When the line containing "Highlight man in dark shirt." appears in the entries below, begin printing there and stop after the line containing "Highlight black wristwatch."; print each of those lines exactly and no other line.

==================================================

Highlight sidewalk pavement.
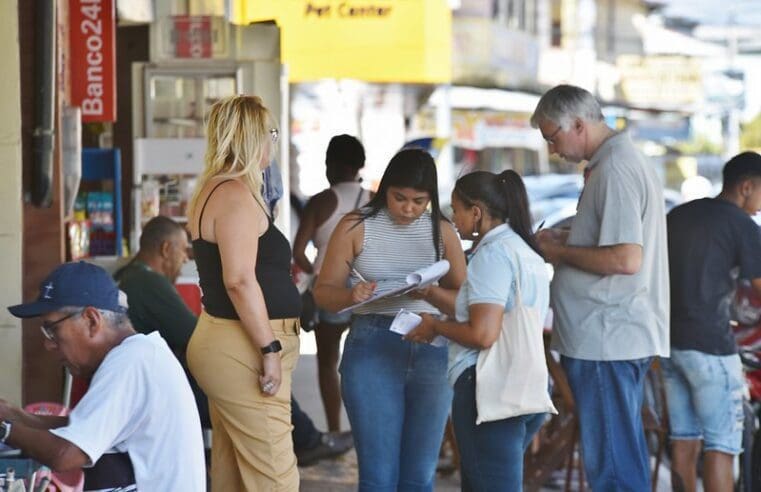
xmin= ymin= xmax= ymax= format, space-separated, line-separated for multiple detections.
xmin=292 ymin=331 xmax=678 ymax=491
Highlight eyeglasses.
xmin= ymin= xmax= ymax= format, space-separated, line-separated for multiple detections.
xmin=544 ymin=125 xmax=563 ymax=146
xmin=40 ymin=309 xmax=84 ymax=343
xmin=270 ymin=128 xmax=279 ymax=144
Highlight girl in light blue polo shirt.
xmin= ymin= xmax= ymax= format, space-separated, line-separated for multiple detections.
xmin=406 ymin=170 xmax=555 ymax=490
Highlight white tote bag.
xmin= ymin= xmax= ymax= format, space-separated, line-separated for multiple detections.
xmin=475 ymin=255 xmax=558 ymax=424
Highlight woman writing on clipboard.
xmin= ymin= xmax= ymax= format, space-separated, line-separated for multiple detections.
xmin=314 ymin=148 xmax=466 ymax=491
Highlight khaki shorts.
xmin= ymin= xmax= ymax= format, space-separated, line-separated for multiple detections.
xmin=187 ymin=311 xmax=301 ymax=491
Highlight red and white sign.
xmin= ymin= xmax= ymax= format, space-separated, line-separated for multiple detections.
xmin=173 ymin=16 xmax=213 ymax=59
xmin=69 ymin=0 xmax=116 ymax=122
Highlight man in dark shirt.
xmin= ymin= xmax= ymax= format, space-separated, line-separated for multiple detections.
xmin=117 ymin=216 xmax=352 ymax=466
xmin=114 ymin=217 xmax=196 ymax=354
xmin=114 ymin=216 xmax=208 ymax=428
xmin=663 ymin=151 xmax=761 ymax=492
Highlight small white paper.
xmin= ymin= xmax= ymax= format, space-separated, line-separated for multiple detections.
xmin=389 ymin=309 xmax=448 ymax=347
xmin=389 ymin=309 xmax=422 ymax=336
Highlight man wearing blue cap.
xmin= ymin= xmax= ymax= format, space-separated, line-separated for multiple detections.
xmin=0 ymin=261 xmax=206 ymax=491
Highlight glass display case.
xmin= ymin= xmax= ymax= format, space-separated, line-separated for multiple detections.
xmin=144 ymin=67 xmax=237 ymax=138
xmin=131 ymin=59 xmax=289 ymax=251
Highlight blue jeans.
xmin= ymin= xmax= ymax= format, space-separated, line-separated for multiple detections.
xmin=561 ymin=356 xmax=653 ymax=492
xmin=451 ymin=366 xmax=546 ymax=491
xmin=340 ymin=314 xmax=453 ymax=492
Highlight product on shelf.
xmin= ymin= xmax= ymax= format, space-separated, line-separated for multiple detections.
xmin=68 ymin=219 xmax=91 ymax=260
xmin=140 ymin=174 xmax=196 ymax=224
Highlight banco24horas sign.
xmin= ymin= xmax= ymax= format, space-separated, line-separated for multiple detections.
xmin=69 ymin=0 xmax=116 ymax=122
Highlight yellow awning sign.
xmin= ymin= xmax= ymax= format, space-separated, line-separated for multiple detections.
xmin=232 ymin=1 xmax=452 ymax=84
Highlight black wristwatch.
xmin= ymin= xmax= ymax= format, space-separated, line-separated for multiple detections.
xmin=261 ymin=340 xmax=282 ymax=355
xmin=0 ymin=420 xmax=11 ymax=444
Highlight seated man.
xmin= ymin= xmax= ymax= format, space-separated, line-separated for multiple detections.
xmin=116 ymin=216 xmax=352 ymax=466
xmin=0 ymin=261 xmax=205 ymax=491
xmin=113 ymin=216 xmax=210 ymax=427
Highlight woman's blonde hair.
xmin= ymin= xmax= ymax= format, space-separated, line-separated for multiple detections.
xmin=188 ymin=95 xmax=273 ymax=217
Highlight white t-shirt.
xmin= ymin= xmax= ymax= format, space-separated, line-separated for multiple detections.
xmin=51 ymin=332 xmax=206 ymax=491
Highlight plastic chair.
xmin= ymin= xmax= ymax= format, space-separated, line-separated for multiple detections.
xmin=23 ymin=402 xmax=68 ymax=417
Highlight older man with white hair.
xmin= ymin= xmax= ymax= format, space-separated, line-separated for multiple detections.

==================================================

* TASK SOLUTION
Highlight man in dark shirt.
xmin= ymin= xmax= ymax= format, space-separated, line-separated for multiple detections.
xmin=117 ymin=216 xmax=352 ymax=466
xmin=114 ymin=217 xmax=196 ymax=354
xmin=114 ymin=216 xmax=208 ymax=428
xmin=663 ymin=151 xmax=761 ymax=492
Highlight small white paper.
xmin= ymin= xmax= ymax= format, space-separated, line-separated for multiple detections.
xmin=389 ymin=309 xmax=448 ymax=347
xmin=389 ymin=309 xmax=422 ymax=336
Highlight man wearing blue cap.
xmin= ymin= xmax= ymax= format, space-separated, line-separated for multiple detections.
xmin=0 ymin=261 xmax=206 ymax=491
Highlight glass display case.
xmin= ymin= xmax= ymax= format, space-separated, line-separated for multiple detections.
xmin=144 ymin=67 xmax=237 ymax=138
xmin=131 ymin=59 xmax=289 ymax=251
Highlight blue jeans.
xmin= ymin= xmax= ymax= format, space-separated, line-separated for multiple detections.
xmin=561 ymin=356 xmax=653 ymax=492
xmin=451 ymin=366 xmax=546 ymax=491
xmin=340 ymin=314 xmax=453 ymax=492
Highlight product on shelf.
xmin= ymin= xmax= ymax= format, space-separated, line-separated for multiple detections.
xmin=68 ymin=219 xmax=91 ymax=260
xmin=140 ymin=174 xmax=196 ymax=224
Highlight banco24horas sign.
xmin= ymin= xmax= ymax= format, space-separated, line-separated for multiple detections.
xmin=69 ymin=0 xmax=116 ymax=122
Highlight yellow awning sign.
xmin= ymin= xmax= ymax= format, space-separated, line-separated for multiple detections.
xmin=232 ymin=1 xmax=452 ymax=84
Highlight black wristwatch.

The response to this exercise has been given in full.